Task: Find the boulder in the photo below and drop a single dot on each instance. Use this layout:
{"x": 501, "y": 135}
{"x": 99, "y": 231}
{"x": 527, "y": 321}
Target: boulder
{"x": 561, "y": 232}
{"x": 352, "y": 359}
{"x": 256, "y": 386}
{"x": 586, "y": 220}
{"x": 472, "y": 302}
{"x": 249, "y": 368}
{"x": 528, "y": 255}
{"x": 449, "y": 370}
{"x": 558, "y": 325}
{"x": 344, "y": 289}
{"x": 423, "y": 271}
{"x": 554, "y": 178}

§ **Stated goal**: Lay out each line of the records above as a Markdown table with the columns Row and Line. Number the rows and leave out any blank lines.

§ **Result of the exercise**:
| Row | Line |
|---|---|
| 1 | Task: Find the boulder in the photo below and drop a single dot on each instance. Use this layout: |
| 2 | {"x": 501, "y": 135} |
| 3 | {"x": 99, "y": 231} |
| 4 | {"x": 527, "y": 321} |
| 5 | Target: boulder |
| 6 | {"x": 561, "y": 232} |
| 7 | {"x": 352, "y": 359} |
| 8 | {"x": 256, "y": 386} |
| 9 | {"x": 586, "y": 220} |
| 10 | {"x": 472, "y": 302} |
| 11 | {"x": 249, "y": 368} |
| 12 | {"x": 528, "y": 255} |
| 13 | {"x": 449, "y": 370} |
| 14 | {"x": 558, "y": 325} |
| 15 | {"x": 344, "y": 289} |
| 16 | {"x": 423, "y": 271} |
| 17 | {"x": 554, "y": 178} |